╭─ SUPPLIED DATA
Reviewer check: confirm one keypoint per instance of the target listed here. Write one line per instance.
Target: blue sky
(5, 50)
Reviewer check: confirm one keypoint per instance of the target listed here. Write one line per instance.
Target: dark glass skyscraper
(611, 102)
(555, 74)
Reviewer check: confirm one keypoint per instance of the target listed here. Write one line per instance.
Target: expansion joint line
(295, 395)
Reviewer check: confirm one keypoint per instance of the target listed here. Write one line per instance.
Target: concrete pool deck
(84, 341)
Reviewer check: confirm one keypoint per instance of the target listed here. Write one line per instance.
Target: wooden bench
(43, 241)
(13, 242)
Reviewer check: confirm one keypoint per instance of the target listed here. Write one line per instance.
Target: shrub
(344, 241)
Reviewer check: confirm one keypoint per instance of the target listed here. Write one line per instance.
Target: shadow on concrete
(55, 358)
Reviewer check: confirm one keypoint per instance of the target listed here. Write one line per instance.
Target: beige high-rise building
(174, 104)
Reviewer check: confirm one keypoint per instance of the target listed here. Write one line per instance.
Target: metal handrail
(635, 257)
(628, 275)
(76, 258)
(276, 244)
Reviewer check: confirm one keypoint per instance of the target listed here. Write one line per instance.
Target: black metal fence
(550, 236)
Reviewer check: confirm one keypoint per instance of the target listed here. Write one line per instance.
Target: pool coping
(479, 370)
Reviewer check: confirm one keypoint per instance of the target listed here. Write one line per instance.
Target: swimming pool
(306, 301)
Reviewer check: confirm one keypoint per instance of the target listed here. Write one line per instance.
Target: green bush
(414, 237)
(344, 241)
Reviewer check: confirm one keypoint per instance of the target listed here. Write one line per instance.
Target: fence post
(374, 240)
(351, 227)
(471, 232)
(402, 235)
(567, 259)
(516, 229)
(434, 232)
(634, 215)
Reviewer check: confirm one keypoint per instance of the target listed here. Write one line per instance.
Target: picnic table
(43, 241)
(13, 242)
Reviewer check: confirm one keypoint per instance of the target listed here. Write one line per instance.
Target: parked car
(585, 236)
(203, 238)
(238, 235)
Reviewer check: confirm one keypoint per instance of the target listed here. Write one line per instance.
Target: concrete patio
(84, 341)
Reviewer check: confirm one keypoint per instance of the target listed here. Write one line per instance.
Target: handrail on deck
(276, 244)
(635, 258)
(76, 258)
╰─
**EXERCISE PROMPT:**
The lines to reproduce run from the line containing "Target: swimming pool" to the end of the listing; write them out exactly and add nothing.

**RESULT BELOW:**
Target: swimming pool
(306, 301)
Reviewer check: confirm one keypoint per instance of the target listed here. Write one line per instance.
Target: green bush
(414, 237)
(344, 241)
Reviewer check: confirm one keypoint per instance of the target listed here. Write one line per instance.
Target: fence post
(374, 240)
(351, 227)
(471, 232)
(402, 235)
(567, 259)
(516, 229)
(434, 232)
(634, 215)
Reviewer check: confirm one keypoint per instance of the target listed here. Write one line per instance.
Target: picnic table
(43, 241)
(13, 242)
Reviewer check: confirm one keypoint per instance of the target listed here. Write one line per instance.
Target: parked car
(585, 236)
(203, 238)
(238, 235)
Reviewer check: confirm one keypoint per instance of the target listed here. Write one line per instance.
Target: concrete patio
(84, 341)
Reviewer check: confirm one keypoint per instance of the target listed here. Write one line per instance.
Target: handrail on deck
(276, 244)
(635, 258)
(76, 258)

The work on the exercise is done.